▸ **To be done**:
Copy the lines below word for word, starting with the line that contains "ear in the photo above." and going all the way down to the last line. Leave the pictures out.

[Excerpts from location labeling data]
* * * * *
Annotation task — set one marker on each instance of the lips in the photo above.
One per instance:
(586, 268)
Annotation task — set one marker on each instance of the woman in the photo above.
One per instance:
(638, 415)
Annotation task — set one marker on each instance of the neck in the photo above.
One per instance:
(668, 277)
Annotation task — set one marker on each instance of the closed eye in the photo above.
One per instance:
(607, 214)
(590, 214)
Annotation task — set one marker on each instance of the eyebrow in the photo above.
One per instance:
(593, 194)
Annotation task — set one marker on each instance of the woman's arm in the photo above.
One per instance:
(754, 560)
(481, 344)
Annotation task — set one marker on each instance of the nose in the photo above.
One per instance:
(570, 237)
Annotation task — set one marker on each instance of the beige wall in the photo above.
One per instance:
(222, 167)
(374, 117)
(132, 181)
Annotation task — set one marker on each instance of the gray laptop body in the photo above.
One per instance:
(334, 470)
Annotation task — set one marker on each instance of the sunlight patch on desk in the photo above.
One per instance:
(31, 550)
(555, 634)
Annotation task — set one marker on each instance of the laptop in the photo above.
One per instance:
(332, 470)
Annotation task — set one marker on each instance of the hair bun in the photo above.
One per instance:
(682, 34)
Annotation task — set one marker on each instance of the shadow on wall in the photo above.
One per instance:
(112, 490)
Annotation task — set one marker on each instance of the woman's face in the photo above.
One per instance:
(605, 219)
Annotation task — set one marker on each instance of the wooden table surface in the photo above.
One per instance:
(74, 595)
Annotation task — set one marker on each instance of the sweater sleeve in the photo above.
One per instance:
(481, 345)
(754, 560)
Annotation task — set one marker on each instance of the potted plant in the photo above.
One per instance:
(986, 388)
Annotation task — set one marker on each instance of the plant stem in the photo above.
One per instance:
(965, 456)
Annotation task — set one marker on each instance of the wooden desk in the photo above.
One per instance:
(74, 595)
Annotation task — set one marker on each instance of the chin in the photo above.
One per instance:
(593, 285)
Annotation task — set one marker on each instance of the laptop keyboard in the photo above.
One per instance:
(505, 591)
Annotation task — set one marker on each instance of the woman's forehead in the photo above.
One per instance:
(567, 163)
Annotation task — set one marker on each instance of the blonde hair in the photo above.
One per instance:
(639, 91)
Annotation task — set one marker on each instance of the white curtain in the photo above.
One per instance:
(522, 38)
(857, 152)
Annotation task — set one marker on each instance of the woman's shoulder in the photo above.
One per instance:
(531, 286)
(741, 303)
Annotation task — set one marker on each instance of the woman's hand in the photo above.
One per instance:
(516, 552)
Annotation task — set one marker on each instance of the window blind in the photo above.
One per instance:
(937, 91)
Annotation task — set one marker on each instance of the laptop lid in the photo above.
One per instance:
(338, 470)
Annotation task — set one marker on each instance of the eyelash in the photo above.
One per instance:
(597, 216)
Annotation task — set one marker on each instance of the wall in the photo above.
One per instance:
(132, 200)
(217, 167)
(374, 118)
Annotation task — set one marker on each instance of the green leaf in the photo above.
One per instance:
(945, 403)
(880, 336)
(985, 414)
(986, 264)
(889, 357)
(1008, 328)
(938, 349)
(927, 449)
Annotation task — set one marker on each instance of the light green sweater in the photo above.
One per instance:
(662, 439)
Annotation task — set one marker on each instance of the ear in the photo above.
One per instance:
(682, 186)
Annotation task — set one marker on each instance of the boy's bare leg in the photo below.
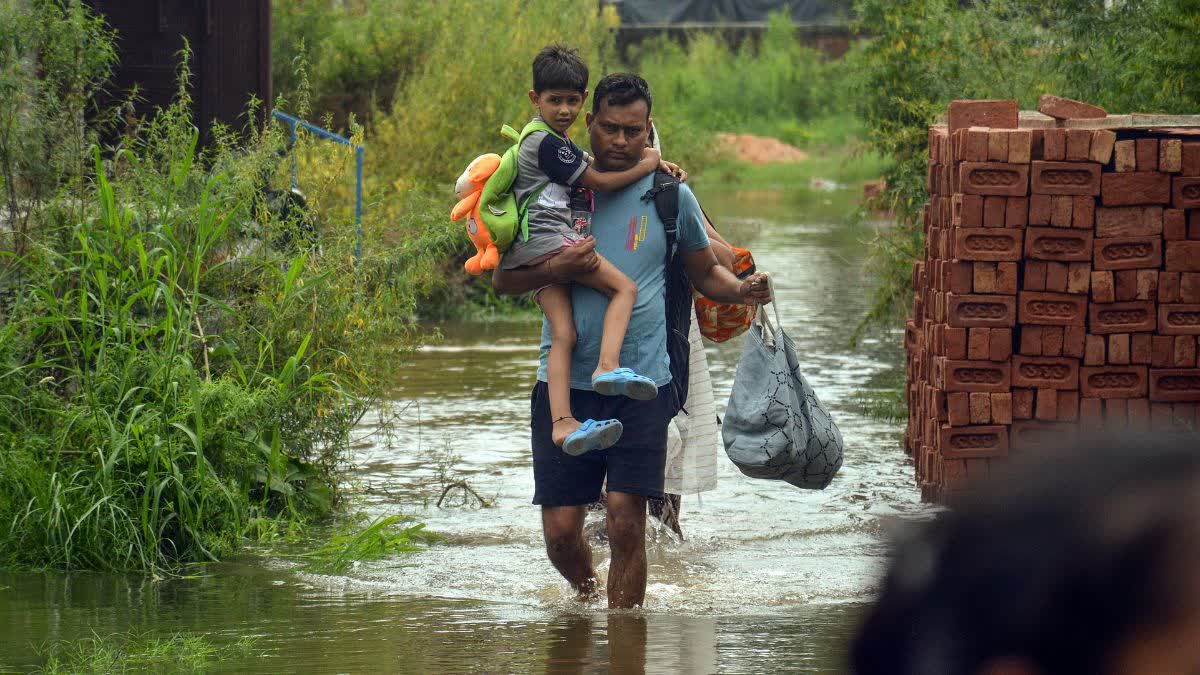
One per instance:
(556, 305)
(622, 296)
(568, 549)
* * * * *
▸ **Solution to this task**:
Annotation task — set one marker on each instance of the ear in the photo above.
One per instance:
(682, 186)
Annotation task — set one marker on each instance of the boy's bare leg in the photo below.
One per instance:
(556, 305)
(622, 296)
(568, 549)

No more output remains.